**EXERCISE OBJECTIVE**:
Continue the passage on meniscus tear surgery, starting after its last sentence.

**TEXT EXCERPT**:
Whenever possible, meniscus surgery is done using arthroscopy, rather than through a large cut in the knee. This is how both of my knees were done. The location (zone) of the tear is one of the most important factors
in determining treatment. See a picture of the meniscus zones. Tears at the outer edge of the meniscus (red zone) tend to heal well because there is good blood supply. Minor tears may heal on their own with a brace and a period of rest. If they do not heal or if repair is deemed necessary, the tear can be sewn together. This repair is usually successful in the red zone.·
The inner two-thirds (white zone) of the meniscus does not have a good blood supply, so it does not heal well either on its own or after repair. If torn pieces float into the joint space, which may result in a "locked" knee or
cause other symptoms, the torn portion is removed (partial meniscectomy) and the edges of the remaining meniscus are shaved to make the meniscus smooth.
When the tear extends from the red zone into the white zone, there may be enough blood supply for healing. The tear may be repaired or removed. This is something the orthopedic surgeon decides during the surgery. Also, the pattern of the tear may determine whether a tear can be repaired. Longitudinal tears are often repairable. Radial tears may be repairable depending on where they are located. Horizontal and flap (oblique)
tears are generally not repairable. See a picture of different types of tears.

**DATA EXTRACT**:

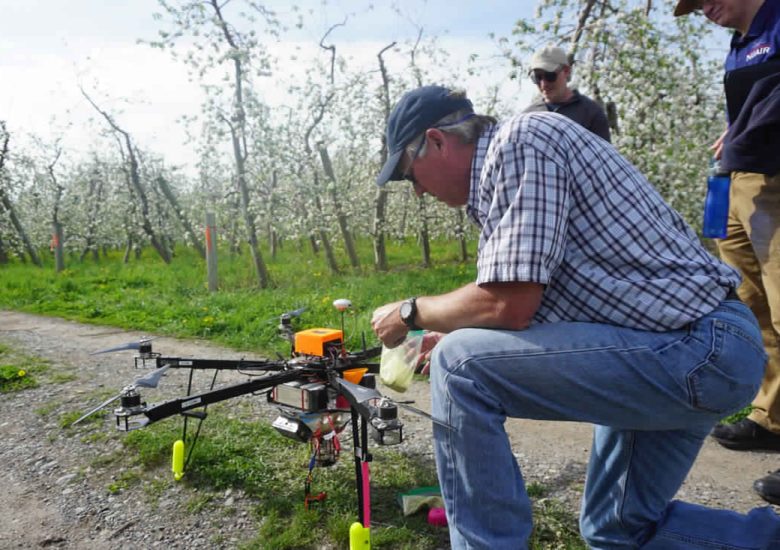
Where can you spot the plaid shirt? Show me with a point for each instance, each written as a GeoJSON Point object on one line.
{"type": "Point", "coordinates": [560, 207]}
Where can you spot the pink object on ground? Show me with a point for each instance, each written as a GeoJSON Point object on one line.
{"type": "Point", "coordinates": [437, 516]}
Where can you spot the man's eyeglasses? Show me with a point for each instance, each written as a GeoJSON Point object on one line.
{"type": "Point", "coordinates": [409, 175]}
{"type": "Point", "coordinates": [539, 75]}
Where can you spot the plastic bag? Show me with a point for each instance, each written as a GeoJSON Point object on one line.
{"type": "Point", "coordinates": [397, 365]}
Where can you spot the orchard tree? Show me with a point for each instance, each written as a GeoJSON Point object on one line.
{"type": "Point", "coordinates": [660, 87]}
{"type": "Point", "coordinates": [218, 43]}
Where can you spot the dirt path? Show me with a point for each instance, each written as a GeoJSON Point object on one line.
{"type": "Point", "coordinates": [52, 496]}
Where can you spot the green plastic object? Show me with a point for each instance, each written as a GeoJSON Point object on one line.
{"type": "Point", "coordinates": [422, 497]}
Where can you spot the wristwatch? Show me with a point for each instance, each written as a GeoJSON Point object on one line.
{"type": "Point", "coordinates": [408, 311]}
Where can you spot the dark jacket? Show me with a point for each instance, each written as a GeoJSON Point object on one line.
{"type": "Point", "coordinates": [581, 109]}
{"type": "Point", "coordinates": [753, 140]}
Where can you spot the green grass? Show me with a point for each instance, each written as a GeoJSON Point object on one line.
{"type": "Point", "coordinates": [19, 371]}
{"type": "Point", "coordinates": [235, 450]}
{"type": "Point", "coordinates": [149, 296]}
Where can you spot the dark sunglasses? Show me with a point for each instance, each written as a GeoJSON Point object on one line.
{"type": "Point", "coordinates": [538, 76]}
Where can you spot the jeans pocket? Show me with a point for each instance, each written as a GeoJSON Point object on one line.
{"type": "Point", "coordinates": [730, 375]}
{"type": "Point", "coordinates": [713, 390]}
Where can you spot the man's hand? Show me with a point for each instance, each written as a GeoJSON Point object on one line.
{"type": "Point", "coordinates": [388, 326]}
{"type": "Point", "coordinates": [717, 147]}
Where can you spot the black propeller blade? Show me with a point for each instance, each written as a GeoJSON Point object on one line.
{"type": "Point", "coordinates": [122, 347]}
{"type": "Point", "coordinates": [149, 380]}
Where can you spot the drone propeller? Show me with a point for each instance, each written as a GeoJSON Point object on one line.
{"type": "Point", "coordinates": [122, 347]}
{"type": "Point", "coordinates": [149, 380]}
{"type": "Point", "coordinates": [421, 412]}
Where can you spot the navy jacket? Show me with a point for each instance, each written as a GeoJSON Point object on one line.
{"type": "Point", "coordinates": [753, 141]}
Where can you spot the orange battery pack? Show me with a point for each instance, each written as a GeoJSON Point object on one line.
{"type": "Point", "coordinates": [314, 340]}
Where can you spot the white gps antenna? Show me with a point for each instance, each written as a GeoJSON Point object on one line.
{"type": "Point", "coordinates": [342, 304]}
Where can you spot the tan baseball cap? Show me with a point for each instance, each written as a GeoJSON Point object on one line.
{"type": "Point", "coordinates": [548, 58]}
{"type": "Point", "coordinates": [684, 7]}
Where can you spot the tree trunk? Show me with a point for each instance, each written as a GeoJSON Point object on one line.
{"type": "Point", "coordinates": [380, 198]}
{"type": "Point", "coordinates": [132, 173]}
{"type": "Point", "coordinates": [6, 201]}
{"type": "Point", "coordinates": [461, 221]}
{"type": "Point", "coordinates": [181, 216]}
{"type": "Point", "coordinates": [425, 244]}
{"type": "Point", "coordinates": [237, 126]}
{"type": "Point", "coordinates": [349, 243]}
{"type": "Point", "coordinates": [330, 257]}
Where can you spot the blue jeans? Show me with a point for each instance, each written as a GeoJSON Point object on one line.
{"type": "Point", "coordinates": [653, 397]}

**EXPECTED OUTPUT**:
Another factor when considering treatment is that repairs to the lateral meniscus (on the outer side of knee) typically heal better than repairs to the medial meniscus (on the inner side of the knee). See a picture of the lateral and medial menisci. It is preferable to preserve as much of the meniscus as possible. If the meniscus can be repaired successfully, saving the injured meniscus by doing a meniscal repair reduces the occurrence of knee joint degeneration compared with partial or total removal (meniscectomy). Meniscus repairis more successful in younger people (experts think people younger than about 40 years old do best), in knees that have good stability from the ligaments, if the tear is in the red zone, and if the repair is done within
the first few weeks after the injury (acute).1 Meniscal repair may prevent degenerative changes in the knee joint. But it has not been proved conclusively that repairing a tear prevents more long-term problems (such as osteoarthritis) than not repairing a tear. Many doctors believe that a successful meniscus repair lowers the risk of early-onset arthritis because it reduces the stress put on the knee joint.
Orthopedists most often perform meniscus surgery with arthroscopy, a procedure used both to examine and then to repair the inside of a joint by inserting a thin tube (arthroscope) containing a camera and a light through small incisions near the joint. Surgical instruments are inserted through other small incisions near the joint. Some tears require open knee surgery. Meniscus Tear: Should I Have Surgery?
Rehabilitation varies depending on the injury, the type of surgery, your orthopedic surgeon's preference, and your age, health status, and activities. Time periods vary, but in general meniscus surgery is usually followed by a period of rest, walking, and selected exercises. After you have full range of motion without pain and your knee strength is back to normal, you can return to your previous activity level. For some exercises you can do at home (with your doctor's approval), see: Meniscus Tear: Rehabilitation Exercises.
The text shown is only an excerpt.